> **INSTRUCTIONS TO FOLLOW**
Pick out every line in the records that contains the word "metal", and copy each such line.

(Entries from a dataset)
^^^^^^^^^^^^^^^^

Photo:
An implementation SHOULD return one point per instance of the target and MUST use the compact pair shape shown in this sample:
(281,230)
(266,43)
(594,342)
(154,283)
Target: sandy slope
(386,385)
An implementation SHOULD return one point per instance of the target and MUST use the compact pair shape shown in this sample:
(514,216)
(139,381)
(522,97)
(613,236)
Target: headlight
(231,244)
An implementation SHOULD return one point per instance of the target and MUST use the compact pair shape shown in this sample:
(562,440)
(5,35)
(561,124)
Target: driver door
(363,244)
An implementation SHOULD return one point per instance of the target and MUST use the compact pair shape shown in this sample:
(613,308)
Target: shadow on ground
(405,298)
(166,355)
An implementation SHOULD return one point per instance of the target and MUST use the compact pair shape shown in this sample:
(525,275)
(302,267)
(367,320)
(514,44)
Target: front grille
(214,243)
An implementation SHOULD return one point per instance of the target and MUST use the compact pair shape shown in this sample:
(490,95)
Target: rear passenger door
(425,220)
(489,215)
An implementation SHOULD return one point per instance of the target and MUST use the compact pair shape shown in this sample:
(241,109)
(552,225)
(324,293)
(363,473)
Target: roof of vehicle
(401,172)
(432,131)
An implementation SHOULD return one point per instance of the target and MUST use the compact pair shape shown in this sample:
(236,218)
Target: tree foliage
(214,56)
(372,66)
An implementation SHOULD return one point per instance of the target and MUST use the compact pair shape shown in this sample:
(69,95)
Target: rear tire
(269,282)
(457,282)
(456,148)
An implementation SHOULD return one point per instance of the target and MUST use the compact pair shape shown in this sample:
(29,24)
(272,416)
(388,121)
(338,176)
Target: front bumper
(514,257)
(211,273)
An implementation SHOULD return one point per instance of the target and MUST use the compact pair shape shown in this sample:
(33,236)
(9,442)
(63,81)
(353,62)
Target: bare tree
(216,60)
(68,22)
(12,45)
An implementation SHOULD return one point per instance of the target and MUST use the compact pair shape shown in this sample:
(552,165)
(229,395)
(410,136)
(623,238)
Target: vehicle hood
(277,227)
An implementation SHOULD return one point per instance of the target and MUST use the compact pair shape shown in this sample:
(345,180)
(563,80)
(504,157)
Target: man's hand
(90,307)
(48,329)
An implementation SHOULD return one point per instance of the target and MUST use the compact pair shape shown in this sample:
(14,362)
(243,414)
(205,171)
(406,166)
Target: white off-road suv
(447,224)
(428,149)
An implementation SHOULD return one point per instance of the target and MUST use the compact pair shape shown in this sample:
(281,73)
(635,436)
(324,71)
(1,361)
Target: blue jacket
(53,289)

^^^^^^^^^^^^^^^^

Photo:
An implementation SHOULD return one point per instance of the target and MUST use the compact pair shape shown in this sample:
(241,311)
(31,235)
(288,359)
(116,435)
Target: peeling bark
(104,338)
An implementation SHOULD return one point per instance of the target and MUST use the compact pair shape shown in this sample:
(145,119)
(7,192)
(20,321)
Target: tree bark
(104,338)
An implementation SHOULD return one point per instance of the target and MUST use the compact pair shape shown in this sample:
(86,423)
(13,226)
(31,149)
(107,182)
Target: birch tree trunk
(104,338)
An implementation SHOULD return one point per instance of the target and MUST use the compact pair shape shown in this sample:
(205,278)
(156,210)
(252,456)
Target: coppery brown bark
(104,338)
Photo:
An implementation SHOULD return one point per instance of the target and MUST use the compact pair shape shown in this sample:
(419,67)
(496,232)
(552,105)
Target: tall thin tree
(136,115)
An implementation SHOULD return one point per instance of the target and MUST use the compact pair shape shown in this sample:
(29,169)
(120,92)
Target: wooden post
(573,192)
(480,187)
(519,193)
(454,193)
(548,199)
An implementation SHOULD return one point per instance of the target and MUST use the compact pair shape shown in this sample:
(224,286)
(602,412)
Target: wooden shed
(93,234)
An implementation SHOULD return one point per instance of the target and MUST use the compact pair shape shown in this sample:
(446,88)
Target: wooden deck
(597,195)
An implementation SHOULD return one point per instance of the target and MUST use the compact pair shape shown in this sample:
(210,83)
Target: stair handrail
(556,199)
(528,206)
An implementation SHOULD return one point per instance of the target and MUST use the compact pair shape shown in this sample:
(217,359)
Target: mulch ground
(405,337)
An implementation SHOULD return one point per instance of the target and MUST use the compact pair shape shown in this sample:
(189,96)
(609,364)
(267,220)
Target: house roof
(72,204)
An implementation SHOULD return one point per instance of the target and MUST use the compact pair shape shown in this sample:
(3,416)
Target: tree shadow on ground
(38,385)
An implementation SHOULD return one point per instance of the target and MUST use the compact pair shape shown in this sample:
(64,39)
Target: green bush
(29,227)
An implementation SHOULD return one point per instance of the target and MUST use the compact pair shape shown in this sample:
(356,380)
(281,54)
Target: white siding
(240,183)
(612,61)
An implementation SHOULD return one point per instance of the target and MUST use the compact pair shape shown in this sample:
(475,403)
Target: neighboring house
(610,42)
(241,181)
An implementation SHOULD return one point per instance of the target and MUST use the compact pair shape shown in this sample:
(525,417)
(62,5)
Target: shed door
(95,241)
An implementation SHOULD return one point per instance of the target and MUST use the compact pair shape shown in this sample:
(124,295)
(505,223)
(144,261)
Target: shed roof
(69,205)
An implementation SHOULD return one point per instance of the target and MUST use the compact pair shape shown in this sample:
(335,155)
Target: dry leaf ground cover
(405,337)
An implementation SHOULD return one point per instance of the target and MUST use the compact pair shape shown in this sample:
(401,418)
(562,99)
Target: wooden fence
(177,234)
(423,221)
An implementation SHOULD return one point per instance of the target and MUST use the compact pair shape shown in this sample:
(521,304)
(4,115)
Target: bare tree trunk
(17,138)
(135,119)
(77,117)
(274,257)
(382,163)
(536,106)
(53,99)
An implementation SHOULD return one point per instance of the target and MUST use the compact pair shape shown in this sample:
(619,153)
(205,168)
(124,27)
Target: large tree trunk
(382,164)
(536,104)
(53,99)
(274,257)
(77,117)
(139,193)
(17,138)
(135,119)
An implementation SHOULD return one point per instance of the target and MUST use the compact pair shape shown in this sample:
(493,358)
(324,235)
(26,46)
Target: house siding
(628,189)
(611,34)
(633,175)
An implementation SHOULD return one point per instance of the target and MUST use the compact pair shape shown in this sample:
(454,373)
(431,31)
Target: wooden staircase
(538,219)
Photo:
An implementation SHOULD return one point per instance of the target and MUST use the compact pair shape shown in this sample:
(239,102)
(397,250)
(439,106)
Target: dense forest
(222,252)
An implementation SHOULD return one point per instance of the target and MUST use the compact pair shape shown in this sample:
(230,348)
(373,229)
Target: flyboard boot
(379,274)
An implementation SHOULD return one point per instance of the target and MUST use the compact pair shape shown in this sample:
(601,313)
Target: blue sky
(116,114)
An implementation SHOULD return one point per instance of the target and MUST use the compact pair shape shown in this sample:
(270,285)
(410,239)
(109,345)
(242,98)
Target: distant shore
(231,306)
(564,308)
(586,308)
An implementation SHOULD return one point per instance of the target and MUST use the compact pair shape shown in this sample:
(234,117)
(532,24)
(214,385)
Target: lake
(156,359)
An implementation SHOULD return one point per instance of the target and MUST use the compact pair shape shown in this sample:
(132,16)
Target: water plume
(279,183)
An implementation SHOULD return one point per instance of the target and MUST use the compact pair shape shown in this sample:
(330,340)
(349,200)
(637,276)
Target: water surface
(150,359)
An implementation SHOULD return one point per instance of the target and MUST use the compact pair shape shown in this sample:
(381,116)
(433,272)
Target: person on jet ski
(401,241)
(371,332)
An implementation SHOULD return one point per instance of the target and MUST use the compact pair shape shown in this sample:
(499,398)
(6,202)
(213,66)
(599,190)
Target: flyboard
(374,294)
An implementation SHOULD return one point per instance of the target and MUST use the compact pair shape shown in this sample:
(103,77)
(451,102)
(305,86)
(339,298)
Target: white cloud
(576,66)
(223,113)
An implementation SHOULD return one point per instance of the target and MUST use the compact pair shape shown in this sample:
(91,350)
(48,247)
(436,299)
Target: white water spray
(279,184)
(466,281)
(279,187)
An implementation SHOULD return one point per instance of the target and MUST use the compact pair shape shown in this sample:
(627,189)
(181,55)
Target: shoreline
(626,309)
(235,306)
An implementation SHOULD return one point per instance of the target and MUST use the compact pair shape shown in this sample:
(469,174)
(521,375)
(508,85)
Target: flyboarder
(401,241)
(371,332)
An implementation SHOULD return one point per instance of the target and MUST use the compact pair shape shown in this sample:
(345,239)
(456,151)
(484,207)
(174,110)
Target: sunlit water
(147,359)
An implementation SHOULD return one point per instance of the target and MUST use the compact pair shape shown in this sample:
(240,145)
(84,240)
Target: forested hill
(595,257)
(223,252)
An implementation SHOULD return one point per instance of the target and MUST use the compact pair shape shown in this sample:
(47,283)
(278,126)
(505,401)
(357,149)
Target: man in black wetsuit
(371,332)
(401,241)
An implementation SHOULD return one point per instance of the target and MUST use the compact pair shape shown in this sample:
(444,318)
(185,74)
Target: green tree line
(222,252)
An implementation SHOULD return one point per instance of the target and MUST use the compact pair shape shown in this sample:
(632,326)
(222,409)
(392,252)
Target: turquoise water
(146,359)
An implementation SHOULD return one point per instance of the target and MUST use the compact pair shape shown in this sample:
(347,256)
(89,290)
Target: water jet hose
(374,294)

^^^^^^^^^^^^^^^^

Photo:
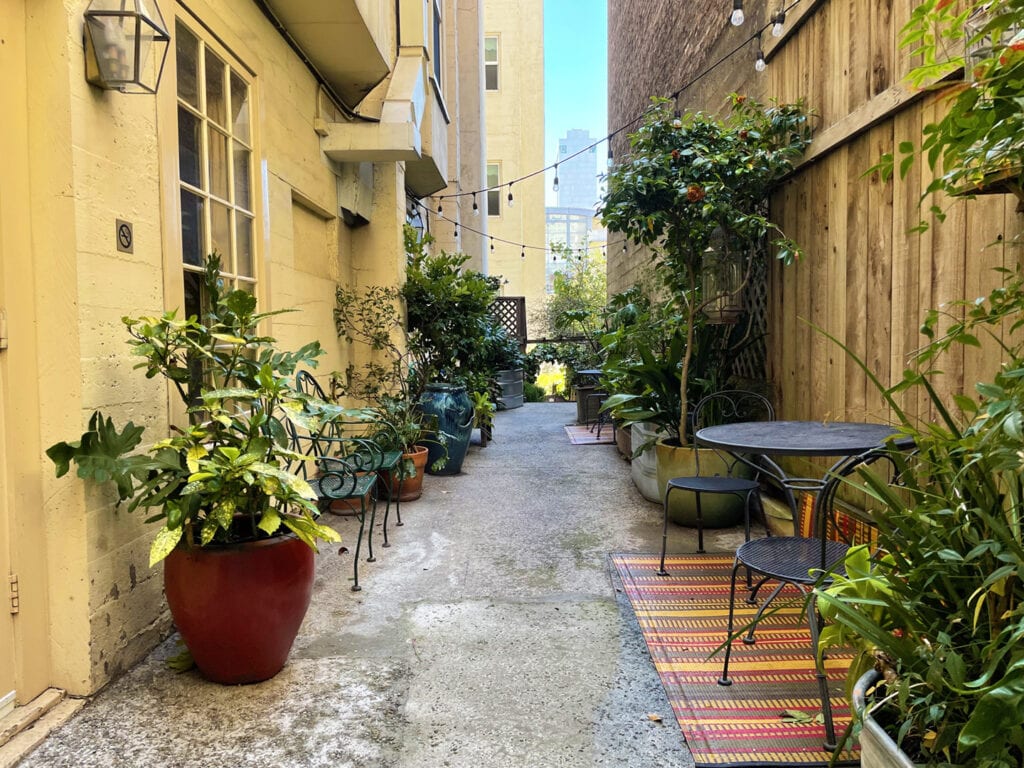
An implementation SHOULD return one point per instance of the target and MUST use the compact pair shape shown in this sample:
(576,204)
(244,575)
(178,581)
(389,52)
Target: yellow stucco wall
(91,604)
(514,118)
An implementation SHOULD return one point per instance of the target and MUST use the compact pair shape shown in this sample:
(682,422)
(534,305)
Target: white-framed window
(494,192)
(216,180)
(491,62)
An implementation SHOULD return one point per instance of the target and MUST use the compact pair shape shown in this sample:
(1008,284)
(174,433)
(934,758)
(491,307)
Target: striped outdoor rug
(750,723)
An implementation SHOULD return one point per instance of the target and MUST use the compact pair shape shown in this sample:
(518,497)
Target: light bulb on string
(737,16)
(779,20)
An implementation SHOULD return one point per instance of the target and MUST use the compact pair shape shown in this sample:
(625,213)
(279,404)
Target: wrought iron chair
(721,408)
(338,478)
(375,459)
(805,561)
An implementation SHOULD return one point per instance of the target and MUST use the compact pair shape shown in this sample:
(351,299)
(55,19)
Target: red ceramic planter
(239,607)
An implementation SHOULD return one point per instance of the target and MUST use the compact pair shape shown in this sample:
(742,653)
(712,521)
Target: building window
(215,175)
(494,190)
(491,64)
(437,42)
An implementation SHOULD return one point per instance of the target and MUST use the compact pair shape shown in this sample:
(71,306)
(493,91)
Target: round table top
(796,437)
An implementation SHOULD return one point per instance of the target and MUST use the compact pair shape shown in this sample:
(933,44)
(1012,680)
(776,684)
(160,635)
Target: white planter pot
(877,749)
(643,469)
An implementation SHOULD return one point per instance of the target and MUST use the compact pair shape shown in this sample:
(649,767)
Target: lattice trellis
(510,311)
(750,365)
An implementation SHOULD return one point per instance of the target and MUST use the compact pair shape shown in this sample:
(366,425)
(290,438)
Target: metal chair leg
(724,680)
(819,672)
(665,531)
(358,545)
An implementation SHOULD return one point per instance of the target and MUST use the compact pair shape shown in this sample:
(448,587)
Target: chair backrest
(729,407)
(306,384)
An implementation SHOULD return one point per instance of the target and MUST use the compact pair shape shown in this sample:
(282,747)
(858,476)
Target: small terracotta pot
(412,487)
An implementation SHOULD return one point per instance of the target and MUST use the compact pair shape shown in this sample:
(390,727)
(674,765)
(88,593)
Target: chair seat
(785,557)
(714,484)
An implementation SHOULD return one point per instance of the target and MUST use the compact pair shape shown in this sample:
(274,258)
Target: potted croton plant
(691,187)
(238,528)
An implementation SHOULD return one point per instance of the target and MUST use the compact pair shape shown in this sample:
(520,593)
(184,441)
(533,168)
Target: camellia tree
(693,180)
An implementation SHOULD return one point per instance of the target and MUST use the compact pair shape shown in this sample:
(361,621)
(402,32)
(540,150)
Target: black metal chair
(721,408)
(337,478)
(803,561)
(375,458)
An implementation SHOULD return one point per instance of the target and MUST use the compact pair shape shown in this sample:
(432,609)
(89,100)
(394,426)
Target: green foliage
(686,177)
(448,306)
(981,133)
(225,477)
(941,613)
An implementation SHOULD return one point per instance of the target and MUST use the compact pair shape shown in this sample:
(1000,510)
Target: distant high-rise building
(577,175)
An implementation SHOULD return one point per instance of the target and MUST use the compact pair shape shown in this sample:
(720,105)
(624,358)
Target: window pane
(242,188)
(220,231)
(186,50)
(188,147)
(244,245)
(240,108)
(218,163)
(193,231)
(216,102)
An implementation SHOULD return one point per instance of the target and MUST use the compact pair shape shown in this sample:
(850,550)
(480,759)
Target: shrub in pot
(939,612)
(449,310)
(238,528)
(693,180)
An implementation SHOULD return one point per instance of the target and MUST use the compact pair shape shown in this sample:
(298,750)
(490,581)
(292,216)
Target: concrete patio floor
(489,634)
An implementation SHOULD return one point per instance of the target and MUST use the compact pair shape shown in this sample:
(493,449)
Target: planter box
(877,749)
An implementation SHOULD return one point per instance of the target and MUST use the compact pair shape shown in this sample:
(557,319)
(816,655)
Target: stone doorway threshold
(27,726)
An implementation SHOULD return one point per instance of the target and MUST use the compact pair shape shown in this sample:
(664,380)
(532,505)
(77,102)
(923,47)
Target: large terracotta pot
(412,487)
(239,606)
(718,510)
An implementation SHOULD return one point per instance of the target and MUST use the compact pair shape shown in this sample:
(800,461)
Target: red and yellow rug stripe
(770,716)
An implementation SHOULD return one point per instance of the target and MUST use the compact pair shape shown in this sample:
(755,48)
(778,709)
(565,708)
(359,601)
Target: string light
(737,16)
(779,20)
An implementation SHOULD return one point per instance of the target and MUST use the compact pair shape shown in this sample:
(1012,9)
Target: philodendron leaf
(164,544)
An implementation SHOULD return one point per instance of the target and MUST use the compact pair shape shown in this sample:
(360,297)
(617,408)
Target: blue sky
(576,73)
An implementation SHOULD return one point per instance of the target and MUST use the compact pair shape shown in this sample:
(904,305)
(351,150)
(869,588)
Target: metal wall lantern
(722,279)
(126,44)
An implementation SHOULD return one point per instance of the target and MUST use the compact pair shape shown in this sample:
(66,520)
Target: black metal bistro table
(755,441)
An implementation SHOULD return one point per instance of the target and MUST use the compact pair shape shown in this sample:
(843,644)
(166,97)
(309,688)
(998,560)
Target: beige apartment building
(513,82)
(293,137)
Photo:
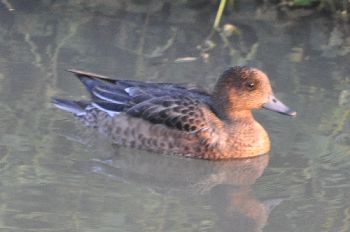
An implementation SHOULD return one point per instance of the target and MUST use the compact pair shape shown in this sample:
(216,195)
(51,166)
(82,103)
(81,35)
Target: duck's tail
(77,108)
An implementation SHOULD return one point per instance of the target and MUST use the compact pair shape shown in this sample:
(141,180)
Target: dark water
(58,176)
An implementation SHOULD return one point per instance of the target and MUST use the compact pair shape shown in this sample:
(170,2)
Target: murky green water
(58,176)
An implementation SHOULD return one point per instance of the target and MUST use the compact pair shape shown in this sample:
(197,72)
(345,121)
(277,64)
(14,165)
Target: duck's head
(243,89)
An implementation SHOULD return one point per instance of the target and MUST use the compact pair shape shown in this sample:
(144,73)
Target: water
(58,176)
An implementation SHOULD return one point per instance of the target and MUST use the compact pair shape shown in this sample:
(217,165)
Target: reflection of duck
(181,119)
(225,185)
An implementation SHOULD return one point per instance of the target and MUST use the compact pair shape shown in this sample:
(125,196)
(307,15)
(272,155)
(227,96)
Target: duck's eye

^^^^^^^^^^^^^^^^

> **WRITTEN RESPONSE**
Target: metal chair leg
Target: black metal chair
Target: metal wall lantern
Target: black metal bistro table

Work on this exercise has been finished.